══ Given information ══

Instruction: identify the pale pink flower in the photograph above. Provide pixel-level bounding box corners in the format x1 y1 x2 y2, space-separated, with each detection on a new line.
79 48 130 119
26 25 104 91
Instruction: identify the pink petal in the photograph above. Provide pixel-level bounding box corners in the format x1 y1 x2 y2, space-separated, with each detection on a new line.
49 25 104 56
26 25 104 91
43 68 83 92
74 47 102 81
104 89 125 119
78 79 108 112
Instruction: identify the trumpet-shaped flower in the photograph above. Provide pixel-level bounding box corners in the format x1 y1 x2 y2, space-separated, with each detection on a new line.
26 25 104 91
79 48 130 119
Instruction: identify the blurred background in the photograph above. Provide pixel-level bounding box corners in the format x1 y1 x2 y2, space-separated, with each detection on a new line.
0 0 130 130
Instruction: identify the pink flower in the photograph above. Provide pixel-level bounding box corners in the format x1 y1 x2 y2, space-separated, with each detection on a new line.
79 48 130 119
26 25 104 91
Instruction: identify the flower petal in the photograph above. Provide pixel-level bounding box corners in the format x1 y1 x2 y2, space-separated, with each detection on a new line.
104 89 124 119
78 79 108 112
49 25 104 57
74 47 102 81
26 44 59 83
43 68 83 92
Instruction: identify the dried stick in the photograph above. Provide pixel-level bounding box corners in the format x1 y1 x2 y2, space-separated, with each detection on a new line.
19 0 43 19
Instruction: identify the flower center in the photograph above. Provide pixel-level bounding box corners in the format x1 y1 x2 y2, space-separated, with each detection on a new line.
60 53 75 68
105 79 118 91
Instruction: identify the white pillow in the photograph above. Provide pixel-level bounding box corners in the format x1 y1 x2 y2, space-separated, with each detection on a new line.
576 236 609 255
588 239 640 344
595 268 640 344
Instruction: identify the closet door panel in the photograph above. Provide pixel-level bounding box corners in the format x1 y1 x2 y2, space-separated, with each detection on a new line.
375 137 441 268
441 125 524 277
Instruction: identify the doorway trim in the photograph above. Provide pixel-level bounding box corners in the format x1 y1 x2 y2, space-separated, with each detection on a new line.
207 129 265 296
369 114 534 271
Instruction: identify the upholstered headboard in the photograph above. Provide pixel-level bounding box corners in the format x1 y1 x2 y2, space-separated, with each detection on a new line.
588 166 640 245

═══

▸ Your instructions: Rewrite the listing lines from the one containing "Instruction: identify the pink flower" through the one containing "595 268 640 344", both included, replacing "space-separated" with "comma-separated" and leaving everything else unchanged. Return only those lines.

▸ Problem solution:
Instruction: identify the pink flower in the photograph above. Provide pixel-level bounding box corners in the format x1 y1 x2 y2, comma-separated, with each detection on a new line.
79 48 130 119
26 25 104 91
Instruction: identify the flower petal in the photograph above. Provide pixel-level bounding box corners in the format x1 y1 x2 y2, comma-separated, with each detection on a new line.
104 89 124 119
78 79 108 112
49 25 104 57
74 47 102 81
26 44 59 83
43 68 83 92
Instruction: identify the dried stick in the photograph above. Provide pixel-level bounding box corners in the format x1 y1 x2 y2, comma-separated, with each detection on a new line.
19 0 43 19
Instruction: identify the flower center in the photograph above. Provide pixel-level bounding box corners in the format x1 y1 x2 y2, comma-separated, with each detection on a new line.
60 53 75 68
105 79 118 91
Instruction: identify the white pillow in the photograph above. Provide pixel-level bounding box corners in the format x1 y1 x2 y2, comma-separated, with each detection on a new line.
576 236 609 255
588 239 640 344
595 268 640 344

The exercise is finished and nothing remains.